[Records from a data source]
****************************************

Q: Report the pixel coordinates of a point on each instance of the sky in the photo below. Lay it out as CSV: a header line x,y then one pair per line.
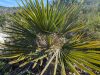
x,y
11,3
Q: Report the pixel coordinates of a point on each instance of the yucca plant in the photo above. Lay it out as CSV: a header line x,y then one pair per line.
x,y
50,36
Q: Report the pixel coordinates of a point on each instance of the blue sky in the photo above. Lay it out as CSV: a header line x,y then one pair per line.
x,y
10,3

****************************************

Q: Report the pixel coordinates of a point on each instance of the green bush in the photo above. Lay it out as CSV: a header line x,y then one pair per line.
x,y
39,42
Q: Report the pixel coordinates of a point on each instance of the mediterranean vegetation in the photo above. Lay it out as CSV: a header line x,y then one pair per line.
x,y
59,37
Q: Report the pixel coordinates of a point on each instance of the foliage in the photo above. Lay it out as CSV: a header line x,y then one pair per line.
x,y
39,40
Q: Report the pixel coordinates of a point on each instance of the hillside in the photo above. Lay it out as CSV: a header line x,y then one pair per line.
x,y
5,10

****************************************

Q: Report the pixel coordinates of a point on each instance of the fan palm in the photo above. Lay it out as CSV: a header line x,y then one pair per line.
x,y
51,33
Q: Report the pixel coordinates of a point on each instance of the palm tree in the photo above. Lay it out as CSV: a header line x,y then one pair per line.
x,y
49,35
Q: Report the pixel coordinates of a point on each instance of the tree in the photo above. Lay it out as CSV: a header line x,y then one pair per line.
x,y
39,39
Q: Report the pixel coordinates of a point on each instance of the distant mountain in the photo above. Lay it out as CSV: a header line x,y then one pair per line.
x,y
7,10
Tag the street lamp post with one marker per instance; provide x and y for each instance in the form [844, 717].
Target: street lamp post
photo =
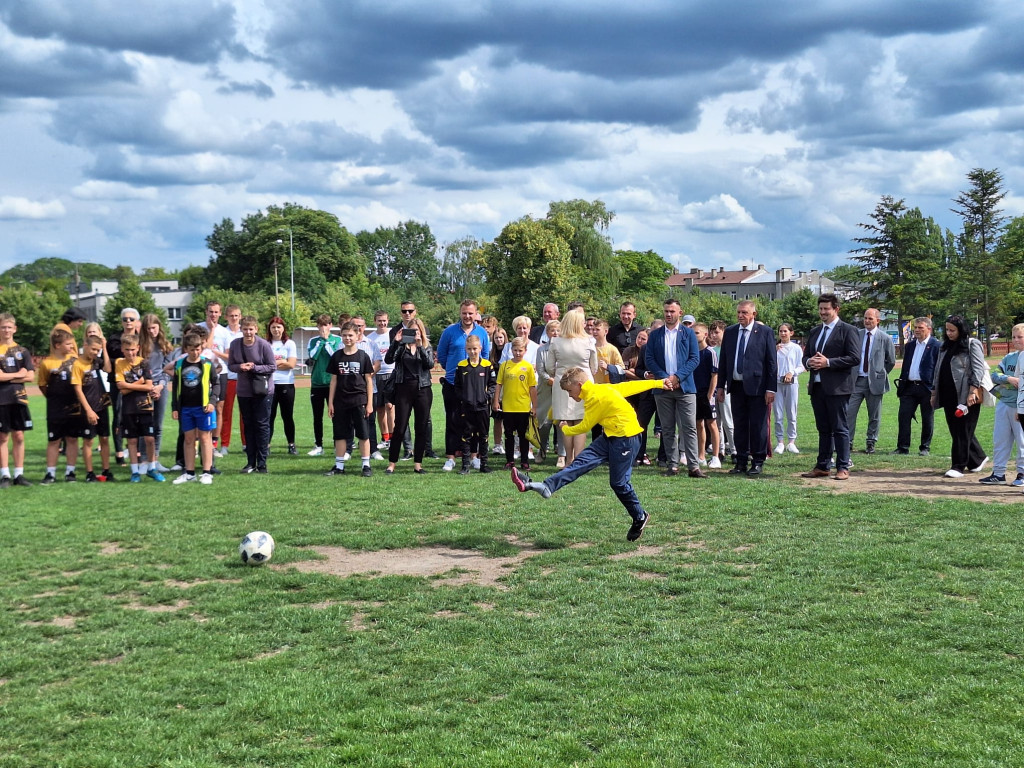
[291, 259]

****************************************

Whenever the word "lamp" shows up in a line above, copy that line.

▶ _SOLUTION_:
Tag the street lamp post with one marker per instance; provide x and y for each instance in the form [844, 717].
Target: street lamp post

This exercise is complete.